**EXERCISE TASK A:**
Rewrite the rows from the first one through the line containing "70 156 L 72", putting "bedside table drawer" in place of "nightstand drawer" and changing nothing else.

-- start EXCERPT PROVIDED --

University of Phoenix

Introduction

This paper will describe the challenges in the legal, cultural, and ethical challenges that Nike faced while conducting global business within the foreign governments. This paper will also analyze the strategic and operational challenges facing global managers. The various roles these foreign governments played in the case will also be examined.

Nike Scandal

Nike is a global corporation that was “established in 1972 by former University of Oregon track star Phil Knight”, (Hill, 2009). Nike is the leading shoe company in the world. Nike does not manufacture any products. Instead, Nike contracts to over 600 factories around the world for the manufacture of products. According to Hill (2009), by using these factories Nike employs around 650,000 people. Nike has been accused of running sweatshops where children are treated as slaves for low wages. The company has been accused of this for more than a decade. In 1996, there was a CBS 48 Hours news report on Nike, where a news reporter visited a Nike factory in Vietnam.

-- end EXCERPT PROVIDED --
-- start DATA SHOWN --

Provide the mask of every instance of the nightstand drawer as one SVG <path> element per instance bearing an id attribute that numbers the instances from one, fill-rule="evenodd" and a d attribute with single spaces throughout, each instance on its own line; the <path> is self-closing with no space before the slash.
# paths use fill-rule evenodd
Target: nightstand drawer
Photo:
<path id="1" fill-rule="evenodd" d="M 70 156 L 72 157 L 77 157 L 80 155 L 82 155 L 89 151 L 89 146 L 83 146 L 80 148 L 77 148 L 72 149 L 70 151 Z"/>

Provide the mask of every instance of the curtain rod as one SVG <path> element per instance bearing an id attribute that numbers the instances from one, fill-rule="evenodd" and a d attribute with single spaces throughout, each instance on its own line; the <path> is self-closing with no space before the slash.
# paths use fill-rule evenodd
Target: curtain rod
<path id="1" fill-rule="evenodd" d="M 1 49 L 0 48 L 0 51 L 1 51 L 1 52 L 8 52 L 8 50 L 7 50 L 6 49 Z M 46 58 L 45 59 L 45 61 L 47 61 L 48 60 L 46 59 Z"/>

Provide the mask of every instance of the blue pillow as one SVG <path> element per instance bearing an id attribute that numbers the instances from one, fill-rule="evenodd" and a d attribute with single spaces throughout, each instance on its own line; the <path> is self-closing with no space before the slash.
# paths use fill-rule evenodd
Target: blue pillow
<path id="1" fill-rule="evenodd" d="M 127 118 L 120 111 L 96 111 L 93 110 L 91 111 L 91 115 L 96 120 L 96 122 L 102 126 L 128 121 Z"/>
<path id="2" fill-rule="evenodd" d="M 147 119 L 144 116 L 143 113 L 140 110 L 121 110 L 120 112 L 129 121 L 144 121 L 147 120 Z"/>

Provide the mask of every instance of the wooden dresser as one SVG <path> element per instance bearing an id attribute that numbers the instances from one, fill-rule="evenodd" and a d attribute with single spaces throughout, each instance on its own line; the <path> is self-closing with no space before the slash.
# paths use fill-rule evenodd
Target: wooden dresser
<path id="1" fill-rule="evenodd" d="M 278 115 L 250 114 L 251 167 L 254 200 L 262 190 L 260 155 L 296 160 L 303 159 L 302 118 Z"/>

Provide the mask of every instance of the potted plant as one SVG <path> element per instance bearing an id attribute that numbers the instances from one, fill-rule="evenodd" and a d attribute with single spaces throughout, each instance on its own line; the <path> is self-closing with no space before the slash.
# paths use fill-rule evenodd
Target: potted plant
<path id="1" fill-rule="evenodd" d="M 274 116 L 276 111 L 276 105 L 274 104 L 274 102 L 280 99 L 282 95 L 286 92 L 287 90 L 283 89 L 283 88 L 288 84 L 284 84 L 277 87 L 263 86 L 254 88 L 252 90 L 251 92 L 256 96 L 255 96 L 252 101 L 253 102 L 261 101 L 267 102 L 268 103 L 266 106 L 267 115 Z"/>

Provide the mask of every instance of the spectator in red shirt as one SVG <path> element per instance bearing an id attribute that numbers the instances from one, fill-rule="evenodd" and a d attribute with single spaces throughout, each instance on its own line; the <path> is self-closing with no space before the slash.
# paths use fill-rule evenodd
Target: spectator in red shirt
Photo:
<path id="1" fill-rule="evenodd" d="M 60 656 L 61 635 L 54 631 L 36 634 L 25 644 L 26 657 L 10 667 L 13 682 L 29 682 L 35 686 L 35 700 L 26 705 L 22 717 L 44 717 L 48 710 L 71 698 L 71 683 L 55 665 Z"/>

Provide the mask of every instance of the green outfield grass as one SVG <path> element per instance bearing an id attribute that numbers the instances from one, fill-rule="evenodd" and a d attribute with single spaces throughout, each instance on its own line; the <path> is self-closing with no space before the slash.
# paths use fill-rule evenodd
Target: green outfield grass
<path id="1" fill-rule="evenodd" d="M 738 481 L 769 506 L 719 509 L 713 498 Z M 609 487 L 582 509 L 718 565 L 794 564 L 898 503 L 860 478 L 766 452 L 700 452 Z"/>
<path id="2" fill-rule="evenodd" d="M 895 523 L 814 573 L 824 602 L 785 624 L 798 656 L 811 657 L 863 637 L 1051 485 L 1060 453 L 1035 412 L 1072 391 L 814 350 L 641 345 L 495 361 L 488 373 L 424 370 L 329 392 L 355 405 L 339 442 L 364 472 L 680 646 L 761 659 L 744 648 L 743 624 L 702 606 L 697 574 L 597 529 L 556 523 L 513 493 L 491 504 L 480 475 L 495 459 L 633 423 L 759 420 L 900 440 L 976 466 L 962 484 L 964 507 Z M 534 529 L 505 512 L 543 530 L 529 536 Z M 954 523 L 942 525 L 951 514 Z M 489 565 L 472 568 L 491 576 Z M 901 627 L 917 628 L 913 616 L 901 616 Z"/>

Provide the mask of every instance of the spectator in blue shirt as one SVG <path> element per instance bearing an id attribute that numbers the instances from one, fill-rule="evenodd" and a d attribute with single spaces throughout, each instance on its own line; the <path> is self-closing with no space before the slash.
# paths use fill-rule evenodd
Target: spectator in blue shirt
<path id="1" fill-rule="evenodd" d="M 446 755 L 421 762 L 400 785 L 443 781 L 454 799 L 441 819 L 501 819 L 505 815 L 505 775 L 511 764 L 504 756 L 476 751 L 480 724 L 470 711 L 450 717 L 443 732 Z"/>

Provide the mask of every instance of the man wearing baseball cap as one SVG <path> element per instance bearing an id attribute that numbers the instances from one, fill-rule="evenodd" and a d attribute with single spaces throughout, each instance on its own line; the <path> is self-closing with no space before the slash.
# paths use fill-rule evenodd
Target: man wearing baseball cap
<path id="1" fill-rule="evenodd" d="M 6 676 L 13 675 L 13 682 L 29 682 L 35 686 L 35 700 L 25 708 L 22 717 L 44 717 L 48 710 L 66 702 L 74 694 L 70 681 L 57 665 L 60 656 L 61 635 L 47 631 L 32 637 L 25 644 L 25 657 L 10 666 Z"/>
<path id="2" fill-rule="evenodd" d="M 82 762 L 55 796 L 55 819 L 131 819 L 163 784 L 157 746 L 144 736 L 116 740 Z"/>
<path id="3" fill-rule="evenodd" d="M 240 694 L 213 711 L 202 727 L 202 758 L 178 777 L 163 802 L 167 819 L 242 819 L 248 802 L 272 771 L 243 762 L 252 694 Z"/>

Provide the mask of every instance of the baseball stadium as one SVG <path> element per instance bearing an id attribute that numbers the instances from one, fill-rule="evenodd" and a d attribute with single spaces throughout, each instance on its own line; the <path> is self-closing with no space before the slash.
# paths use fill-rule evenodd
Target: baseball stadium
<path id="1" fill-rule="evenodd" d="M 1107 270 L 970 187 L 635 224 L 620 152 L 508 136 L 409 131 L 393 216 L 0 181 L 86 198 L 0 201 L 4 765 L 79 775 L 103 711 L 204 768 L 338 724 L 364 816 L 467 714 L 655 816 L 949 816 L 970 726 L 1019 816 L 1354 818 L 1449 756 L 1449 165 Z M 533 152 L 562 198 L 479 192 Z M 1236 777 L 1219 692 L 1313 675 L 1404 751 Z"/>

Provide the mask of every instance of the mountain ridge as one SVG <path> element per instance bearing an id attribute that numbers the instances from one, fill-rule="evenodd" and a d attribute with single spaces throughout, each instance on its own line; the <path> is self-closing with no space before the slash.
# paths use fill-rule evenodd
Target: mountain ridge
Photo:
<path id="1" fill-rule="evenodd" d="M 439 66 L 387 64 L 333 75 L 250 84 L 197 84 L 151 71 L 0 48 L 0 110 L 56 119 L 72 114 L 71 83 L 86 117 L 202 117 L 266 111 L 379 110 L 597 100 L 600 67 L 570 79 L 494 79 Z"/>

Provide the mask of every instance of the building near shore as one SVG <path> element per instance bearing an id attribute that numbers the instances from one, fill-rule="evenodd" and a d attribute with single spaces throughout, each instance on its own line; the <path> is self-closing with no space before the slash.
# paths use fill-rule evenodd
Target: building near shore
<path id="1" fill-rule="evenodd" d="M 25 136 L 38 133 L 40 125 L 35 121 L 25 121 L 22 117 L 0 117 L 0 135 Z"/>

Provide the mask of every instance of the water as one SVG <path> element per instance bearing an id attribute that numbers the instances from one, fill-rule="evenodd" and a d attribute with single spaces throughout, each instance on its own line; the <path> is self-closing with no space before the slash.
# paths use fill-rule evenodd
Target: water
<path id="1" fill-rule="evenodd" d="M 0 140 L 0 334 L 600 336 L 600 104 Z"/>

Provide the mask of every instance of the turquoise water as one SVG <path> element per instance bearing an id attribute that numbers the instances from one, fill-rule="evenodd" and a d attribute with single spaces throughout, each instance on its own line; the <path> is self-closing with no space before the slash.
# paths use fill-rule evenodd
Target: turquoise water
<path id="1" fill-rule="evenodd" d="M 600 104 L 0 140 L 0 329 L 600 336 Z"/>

-- end DATA SHOWN --

**EXERCISE TASK B:**
Write the next part of the paper on the challenges Nike faced in global business, picking up after its final sentence.

**OUTPUT A:**
Provide the mask of every instance of the bedside table drawer as one SVG <path> element per instance bearing an id attribute that numbers the instances from one, fill-rule="evenodd" and a d attribute with single spaces throughout, each instance on its own line; the <path> is self-closing with no space before the slash.
# paths use fill-rule evenodd
Target: bedside table drawer
Photo:
<path id="1" fill-rule="evenodd" d="M 70 156 L 72 157 L 77 157 L 80 155 L 82 155 L 89 151 L 89 146 L 83 146 L 80 148 L 77 148 L 72 149 L 70 151 Z"/>

**OUTPUT B:**
The report found that mostly young women worked in these shops in Vietnam. They were paid 20 cents per hour and worked six days a week. Nike’s response to this was that they require all contractors to follow local laws. Another case which followed this one was a case in Malaysia. This time an Australian news reporter visited a t-shirt factory in Malaysia. The “foreign migrant workers told a grim tale” (Levenson, 2008). They stated they were forced to give up their passports. Another thing, they stated their wages were garnished to pay of huge recruitment fees. The migrant workers were also forced to live in filthy and crowed rooms.

This information was eventually released on Australian airwaves. In 1998, the CEO of Nike, Phil Knight recognized that there was a problem. He recognized that the...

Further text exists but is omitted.